*Consigne*:
Poursuivez le texte sur les déclarations du directeur général de la police nationale après sa dernière phrase.

*Section de texte*:

----

Un cran de plus contre la République !

   Dans ses déclarations publiées par Le Parisien daté du 24 juillet, le directeur général de la police nationale – épaulé par le préfet de police de Paris, Laurent Nuñez, qui lui a apporté publiquement son soutien sur les réseaux sociaux – M. Frédéric Veaux remet en cause de front la décision du Parquet de Marseille de détention provisoire d’un policier soupçonné de violences policières. Celui-ci est placé est mis en examen et en détention provisoire au chef de « violences volontaires aggravées par les circonstances tirées de la réunion et de la qualité de leurs auteurs (personnes dépositaires de l’autorité publique) »

   Cette saillie du plus haut responsable de l’administration policière soutenu par l’ancien ministre, préfet de police de Paris nous fait franchir un inquiétant et dangereux cap.

----

*Entrées extraites*:
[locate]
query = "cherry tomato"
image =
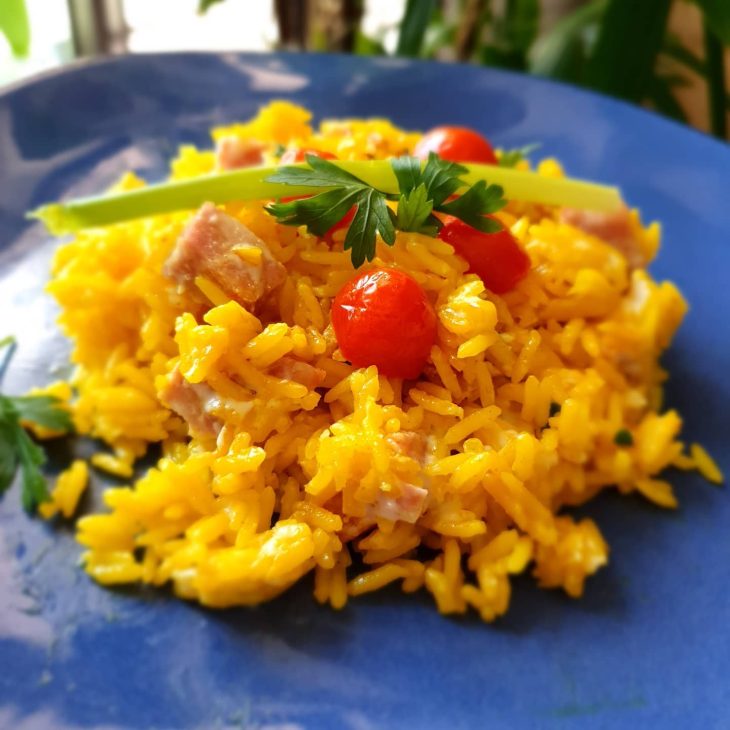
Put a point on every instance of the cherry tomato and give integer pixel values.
(383, 317)
(457, 144)
(495, 257)
(293, 155)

----

*Réponse*:
   Tout démocrate aurait grand tort de sous-estimer les propos qui ont été tenus par cet officier. « Il faut, a-t-il ainsi affirmé, se donner les moyens techniques et judiciaires pour que ce fonctionnaire de police retrouve la liberté. (…) Avant un éventuel procès, un policier n’a pas sa place en prison, même s’il a pu commettre des fautes ou des erreurs graves dans le cadre de son travail ; (…) lorsqu’un policier est dans l’exercice de sa mission, on doit admettre qu’il peut commettre des erreurs d’appréciation. » Autrement dit le directeur général de la police invoque une exception légale qui n’existe pas, propose de renoncer au principe d’égalité des citoyens devant la loi et induit l’idée de remplacer l’État de droit, par un état de police.

   Des « erreurs d’appréciation » ? Jusqu’à mettre en cause la vie d’autrui ? Jusqu’à tuer à bout portant ? C’est la porte ouverte à tous les arbitraires ! Ces déclarations séditieuses ont reçu le bruyant soutien de Bruno Retailleau, des lepénistes et zemouriens de tout poil.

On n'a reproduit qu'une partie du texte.